Logical Banking?
Dear Steve,
Were you aware that Northern Rock now has a standard modification which says "No fees to be drawn until a full provision is collected to cover bankruptcy costs"
Not that Northern Rock likes Individual Voluntary Arrangements (IVA) - but dare to default on the arrangement and the result is pretty obvious where they are a creditor!!!
The sub-prime brokers have been decimated by the Northern Rock crisis - it now very difficult to consolidate debts and secure them against a home. As a result more people are turning to IVAs and the volume will begin to rise. Does this mean we should expect TIX2?
Interested to hear your views.
Anonymous
Dear Anonymous,
Thank you for contacting me.
I think your observations and questions are very important. It brings up a greater issue about the ethical treatment of customers and consumers in banking and I just created a blog to discuss those very issues. Visit The Ethical Banker and join in the conversations and share your observations and points of view about the relationship today of banking and ethics in the same business.
The Northern Rock situation you describe might make good profit making policy, or not, at Northern Rock, but here is where I struggle with it.

§ **Data records**
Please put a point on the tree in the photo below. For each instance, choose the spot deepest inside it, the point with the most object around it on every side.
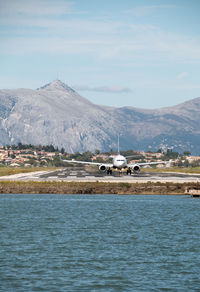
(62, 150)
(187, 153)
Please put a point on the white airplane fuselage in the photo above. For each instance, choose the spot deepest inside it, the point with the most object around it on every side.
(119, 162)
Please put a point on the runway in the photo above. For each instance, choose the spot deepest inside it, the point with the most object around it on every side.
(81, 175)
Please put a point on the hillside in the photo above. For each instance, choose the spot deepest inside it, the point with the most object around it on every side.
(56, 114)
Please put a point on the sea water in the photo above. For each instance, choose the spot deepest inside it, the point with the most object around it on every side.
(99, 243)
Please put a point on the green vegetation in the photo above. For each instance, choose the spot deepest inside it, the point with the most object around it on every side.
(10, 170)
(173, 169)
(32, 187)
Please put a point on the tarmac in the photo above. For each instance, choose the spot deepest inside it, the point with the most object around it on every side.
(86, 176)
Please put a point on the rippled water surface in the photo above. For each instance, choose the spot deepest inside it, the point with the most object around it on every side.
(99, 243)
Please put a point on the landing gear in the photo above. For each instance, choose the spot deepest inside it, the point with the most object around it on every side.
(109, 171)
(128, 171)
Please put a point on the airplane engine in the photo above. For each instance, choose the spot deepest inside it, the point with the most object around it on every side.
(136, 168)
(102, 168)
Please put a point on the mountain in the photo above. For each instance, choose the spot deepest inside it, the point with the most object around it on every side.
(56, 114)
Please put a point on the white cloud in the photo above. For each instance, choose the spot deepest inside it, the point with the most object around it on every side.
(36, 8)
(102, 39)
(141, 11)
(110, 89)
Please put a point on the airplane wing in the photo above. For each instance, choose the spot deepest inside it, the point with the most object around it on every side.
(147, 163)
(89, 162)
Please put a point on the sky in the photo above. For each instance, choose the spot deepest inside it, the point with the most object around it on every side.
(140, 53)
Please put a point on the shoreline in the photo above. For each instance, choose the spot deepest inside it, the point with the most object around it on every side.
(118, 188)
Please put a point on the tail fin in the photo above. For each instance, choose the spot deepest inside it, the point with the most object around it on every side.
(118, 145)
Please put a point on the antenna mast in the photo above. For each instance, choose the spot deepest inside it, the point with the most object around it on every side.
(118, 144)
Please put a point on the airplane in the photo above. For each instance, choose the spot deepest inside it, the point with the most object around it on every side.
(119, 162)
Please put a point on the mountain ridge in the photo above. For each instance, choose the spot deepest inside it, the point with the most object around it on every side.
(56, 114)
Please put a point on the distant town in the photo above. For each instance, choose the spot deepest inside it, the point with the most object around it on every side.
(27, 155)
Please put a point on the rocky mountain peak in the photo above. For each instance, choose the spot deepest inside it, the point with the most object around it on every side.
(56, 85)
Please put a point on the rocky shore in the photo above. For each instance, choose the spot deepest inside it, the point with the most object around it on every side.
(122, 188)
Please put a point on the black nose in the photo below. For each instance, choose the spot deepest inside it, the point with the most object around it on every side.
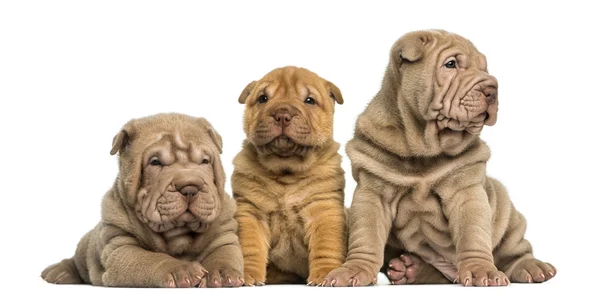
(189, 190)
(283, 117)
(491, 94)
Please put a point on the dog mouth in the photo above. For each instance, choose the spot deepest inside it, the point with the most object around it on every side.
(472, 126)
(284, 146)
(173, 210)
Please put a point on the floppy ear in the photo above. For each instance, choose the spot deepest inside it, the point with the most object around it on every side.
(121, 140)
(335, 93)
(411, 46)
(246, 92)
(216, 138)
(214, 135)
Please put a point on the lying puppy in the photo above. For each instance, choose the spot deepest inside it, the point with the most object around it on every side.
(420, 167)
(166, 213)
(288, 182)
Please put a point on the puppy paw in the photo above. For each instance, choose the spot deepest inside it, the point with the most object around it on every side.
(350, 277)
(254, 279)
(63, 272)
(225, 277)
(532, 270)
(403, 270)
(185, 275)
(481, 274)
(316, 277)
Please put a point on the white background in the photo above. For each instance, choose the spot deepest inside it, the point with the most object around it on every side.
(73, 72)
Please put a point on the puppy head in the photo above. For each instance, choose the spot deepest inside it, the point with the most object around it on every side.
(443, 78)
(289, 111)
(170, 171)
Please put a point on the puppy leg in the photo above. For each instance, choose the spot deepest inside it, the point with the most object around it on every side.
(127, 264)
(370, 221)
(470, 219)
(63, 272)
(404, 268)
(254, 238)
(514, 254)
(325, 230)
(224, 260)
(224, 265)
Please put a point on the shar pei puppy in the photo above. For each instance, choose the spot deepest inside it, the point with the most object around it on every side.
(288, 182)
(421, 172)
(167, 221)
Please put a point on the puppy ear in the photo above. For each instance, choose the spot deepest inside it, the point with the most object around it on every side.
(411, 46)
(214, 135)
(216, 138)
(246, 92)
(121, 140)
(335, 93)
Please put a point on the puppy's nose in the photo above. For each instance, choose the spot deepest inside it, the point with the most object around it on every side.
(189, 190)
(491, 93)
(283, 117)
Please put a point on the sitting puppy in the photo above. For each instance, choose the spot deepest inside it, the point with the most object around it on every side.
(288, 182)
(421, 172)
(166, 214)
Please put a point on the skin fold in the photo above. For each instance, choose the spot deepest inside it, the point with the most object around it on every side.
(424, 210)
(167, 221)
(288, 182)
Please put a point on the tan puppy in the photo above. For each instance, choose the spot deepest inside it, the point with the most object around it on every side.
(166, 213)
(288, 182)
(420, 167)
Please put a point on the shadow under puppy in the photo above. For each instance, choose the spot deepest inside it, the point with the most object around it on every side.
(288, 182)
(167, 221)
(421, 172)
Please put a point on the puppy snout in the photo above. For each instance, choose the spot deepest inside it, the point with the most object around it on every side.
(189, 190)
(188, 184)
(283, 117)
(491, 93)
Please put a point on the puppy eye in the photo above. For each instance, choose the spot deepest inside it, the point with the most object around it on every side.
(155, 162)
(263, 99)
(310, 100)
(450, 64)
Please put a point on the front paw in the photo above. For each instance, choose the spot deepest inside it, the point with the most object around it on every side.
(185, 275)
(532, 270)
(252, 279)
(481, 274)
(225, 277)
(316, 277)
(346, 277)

§ **Set of tasks**
A. Translate this sentence from the Northern Rock letters into Spanish: "As a result more people are turning to IVAs and the volume will begin to rise."
B. In the Northern Rock letters, what did the writer of the reply create to discuss the ethical treatment of customers in banking?
C. From the Northern Rock letters, return the passage starting at "The sub-prime brokers" up to and including "for contacting me.".

§ **Solved tasks**
A. Como resultado, cada vez más personas recurren a los IVA y el volumen comenzará a aumentar.

B. A blog called The Ethical Banker.

C.
The sub-prime brokers have been decimated by the Northern Rock crisis - it now very difficult to consolidate debts and secure them against a home. As a result more people are turning to IVAs and the volume will begin to rise. Does this mean we should expect TIX2?
Interested to hear your views.
Anonymous
Dear Anonymous,
Thank you for contacting me.